▸ **Aufgabenstellung**
1. Schreib aus dem vorliegenden Auszug alles von „funkschau: Frau McKeown, was“ bis hinunter zu „dem Internet reagieren?“ wortgetreu ab.
2. In welchen Sektoren hat Rebecca McKeown laut dem vorliegenden Auszug Forschungs- und Vortragserfahrung? Nenne alle.

▸ **Vorliegender Auszug**
Immersive Labs hat vor Kurzem seinen aktuellen Benchmark Report zur Cyberkompetenz in Unternehmen vorgestellt1. Die Analyse der Daten von 35.000 Cybersecurity-Experten aus 400 Unternehmen soll die weltweit erste umfassende Analyse menschlicher Cyberkompetenz liefern. Rebecca McKeown im Interview mit funkschau; sie ist Director of Human Science bei Immersive Labs und zugelassene Psychologin mit über fünfzehn Jahren Erfahrung unter anderem in der Militärpsychologie. Mit ihrem Forschungs- und Vortragserfahrungsschatz in Regierungs-, Industrie- und Regulierungssektoren liefert sie wissenschaftlich fundierte Forschungsinhalte und relevante Lerninhalte für Manager und Führungskräfte auf mittlerer Ebene. Sie unterstützt zudem Klienten bei der Steigerung ihrer Fähigkeiten und Effizienz, der Verringerung von Risiken und dem Erzielen eines guten Preis-Leistungs-Verhältnisses durch den Einsatz menschlicher Wissenschaft.
funkschau: Frau McKeown, was ist unter „menschlicher Cyberkompetenz“ in diesem Kontext genau zu verstehen? Geht es vereinfacht ausgedrückt darum, wie wir auf Gefahren aus dem Internet reagieren?

▸ **Quelldaten**
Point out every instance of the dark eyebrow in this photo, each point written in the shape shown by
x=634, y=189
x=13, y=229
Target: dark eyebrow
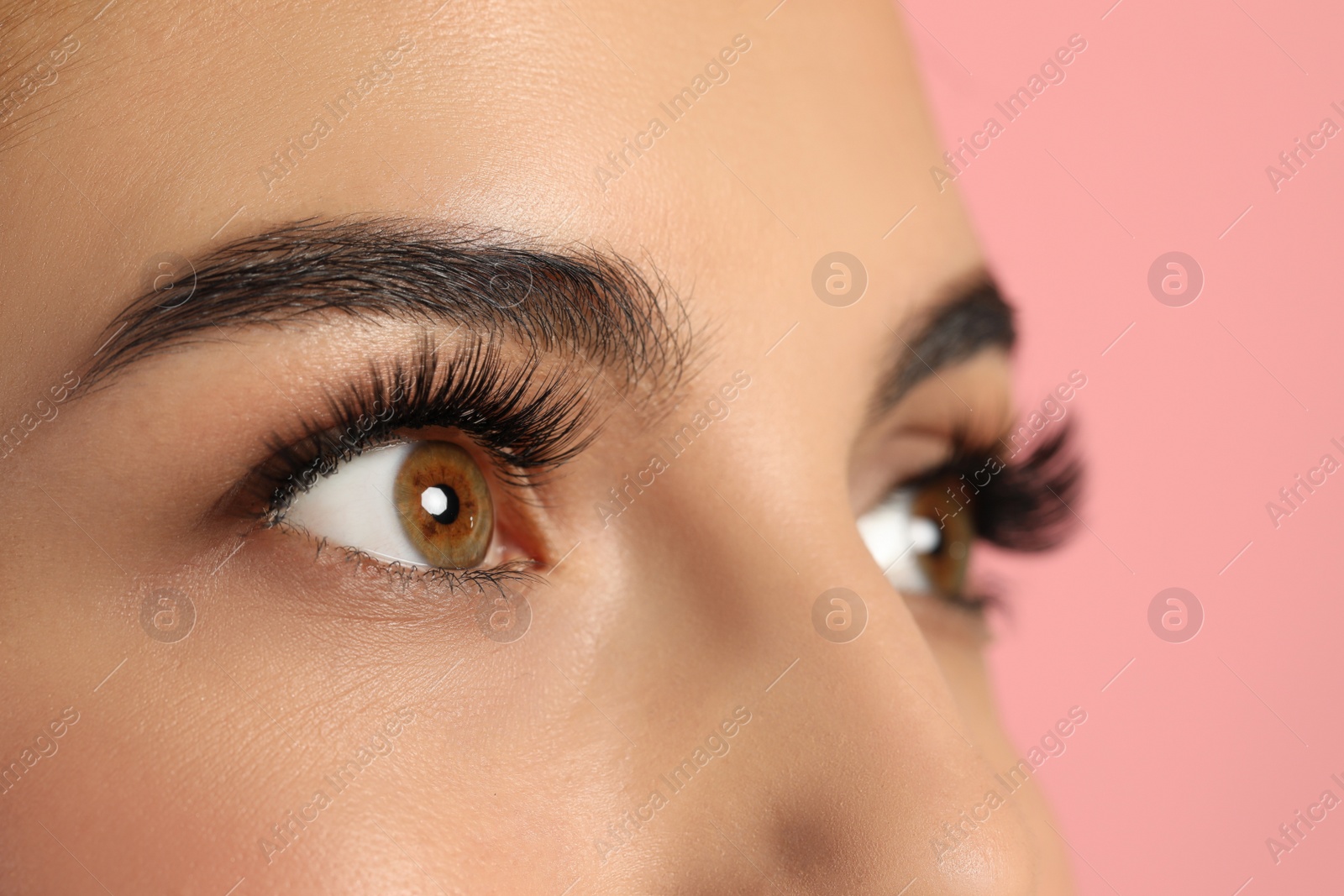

▸ **Antworten je Aufgabe**
1.
funkschau: Frau McKeown, was ist unter „menschlicher Cyberkompetenz“ in diesem Kontext genau zu verstehen? Geht es vereinfacht ausgedrückt darum, wie wir auf Gefahren aus dem Internet reagieren?

2. Regierungssektor, Industriesektor, Regulierungssektor